┌─ Information provided
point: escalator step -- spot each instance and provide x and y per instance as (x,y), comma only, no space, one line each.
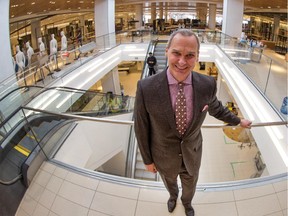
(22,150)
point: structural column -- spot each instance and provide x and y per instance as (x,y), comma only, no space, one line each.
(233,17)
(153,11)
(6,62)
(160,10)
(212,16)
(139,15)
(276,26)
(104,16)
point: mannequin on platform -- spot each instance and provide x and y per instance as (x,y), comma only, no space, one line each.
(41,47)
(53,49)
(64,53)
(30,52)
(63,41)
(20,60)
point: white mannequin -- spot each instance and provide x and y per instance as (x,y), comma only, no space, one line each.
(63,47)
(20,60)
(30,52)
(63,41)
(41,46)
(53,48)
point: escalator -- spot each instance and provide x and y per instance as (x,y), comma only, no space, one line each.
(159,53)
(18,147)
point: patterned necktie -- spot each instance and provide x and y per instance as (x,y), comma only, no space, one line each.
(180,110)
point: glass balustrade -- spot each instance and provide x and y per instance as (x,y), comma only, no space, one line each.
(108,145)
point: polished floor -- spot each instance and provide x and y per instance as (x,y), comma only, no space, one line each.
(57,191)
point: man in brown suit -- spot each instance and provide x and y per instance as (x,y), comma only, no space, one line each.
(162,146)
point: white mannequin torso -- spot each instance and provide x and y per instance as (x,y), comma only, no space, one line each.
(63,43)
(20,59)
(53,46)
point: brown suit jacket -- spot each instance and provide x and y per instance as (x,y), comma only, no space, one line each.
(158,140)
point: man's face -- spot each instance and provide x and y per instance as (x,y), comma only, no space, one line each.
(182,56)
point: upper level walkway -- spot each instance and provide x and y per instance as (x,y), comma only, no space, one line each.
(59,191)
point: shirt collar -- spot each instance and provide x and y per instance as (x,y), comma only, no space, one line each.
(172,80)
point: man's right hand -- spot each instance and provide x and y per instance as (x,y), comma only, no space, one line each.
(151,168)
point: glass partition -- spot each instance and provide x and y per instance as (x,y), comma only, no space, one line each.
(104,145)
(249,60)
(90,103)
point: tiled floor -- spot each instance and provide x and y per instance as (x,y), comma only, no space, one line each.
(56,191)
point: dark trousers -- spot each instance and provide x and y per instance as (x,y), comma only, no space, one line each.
└─
What you have to do: The data must be reproduced exactly, and no picture may appear in the copy.

Response to the exercise:
point: escalator step -- spot each instance and provide x and y per instance as (x,y), comma only, no space, one line each.
(22,150)
point: structural column -- spot each instance and provide x and y per instance as (x,y), comma only, no space, one line each.
(233,17)
(153,11)
(6,62)
(160,10)
(212,16)
(139,15)
(276,26)
(104,16)
point: mannequin on platform -- spot each instance and provide x and y per instance as (x,y), comma only, no space, one line each.
(41,47)
(53,49)
(64,53)
(30,52)
(63,41)
(20,60)
point: white mannequin -- spot each instance and provide x and y per instance as (x,y), comma only, no space, one line each.
(63,47)
(20,60)
(30,52)
(63,41)
(41,46)
(53,48)
point: escalator -- spot each instance and provide x and y per instance as (x,y), comma only, no space, one line each.
(159,53)
(18,147)
point: patterned necktie -- spot each instance and provide x and y per instance as (x,y), comma only, no space, one line each.
(180,110)
point: glass balustrade -- spot each instance and provide x and y per instance as (x,y), comma only, no space, one line each.
(108,145)
point: polished floor -- spot each instance and provide x and y per instance as (x,y), comma only, no space, one line each.
(57,191)
point: man in brown suit -- spot each instance and provide x and y per instance as (x,y), comma only, no space, one line each.
(162,146)
point: white mannequin torso -- spot each instance and provide x and y per instance as (x,y), comma only, no space, one line each.
(63,43)
(20,59)
(53,46)
point: brown suit jacket -- spot each instance and provide x and y per instance as (x,y), comma only, no space, one line each.
(158,140)
point: man's face -- spot each instance and provide x and y per instance as (x,y), comma only, no space, one line each.
(182,56)
point: upper level walkway -- spot each instance and provide x and y per instance as (x,y), comma only, no space, one line each.
(59,191)
point: shirt collar -- spot each instance and provide x and y per instance as (x,y), comma only, no space, one line each.
(172,80)
point: man's right hand -- spot each instance and provide x and y per instance as (x,y), comma only, no space, one line each.
(151,168)
point: glass partition -- spot each instance and provide x and y per instance as (x,y), comma only, no space, one line each.
(104,145)
(249,60)
(90,103)
point: tiled floor -- spot each instance and provide x and y per instance as (x,y), comma only, no space, one line each.
(56,191)
point: dark trousers -- spot each instance and provide x and y per instance as (x,y), comma only, no space, one line each.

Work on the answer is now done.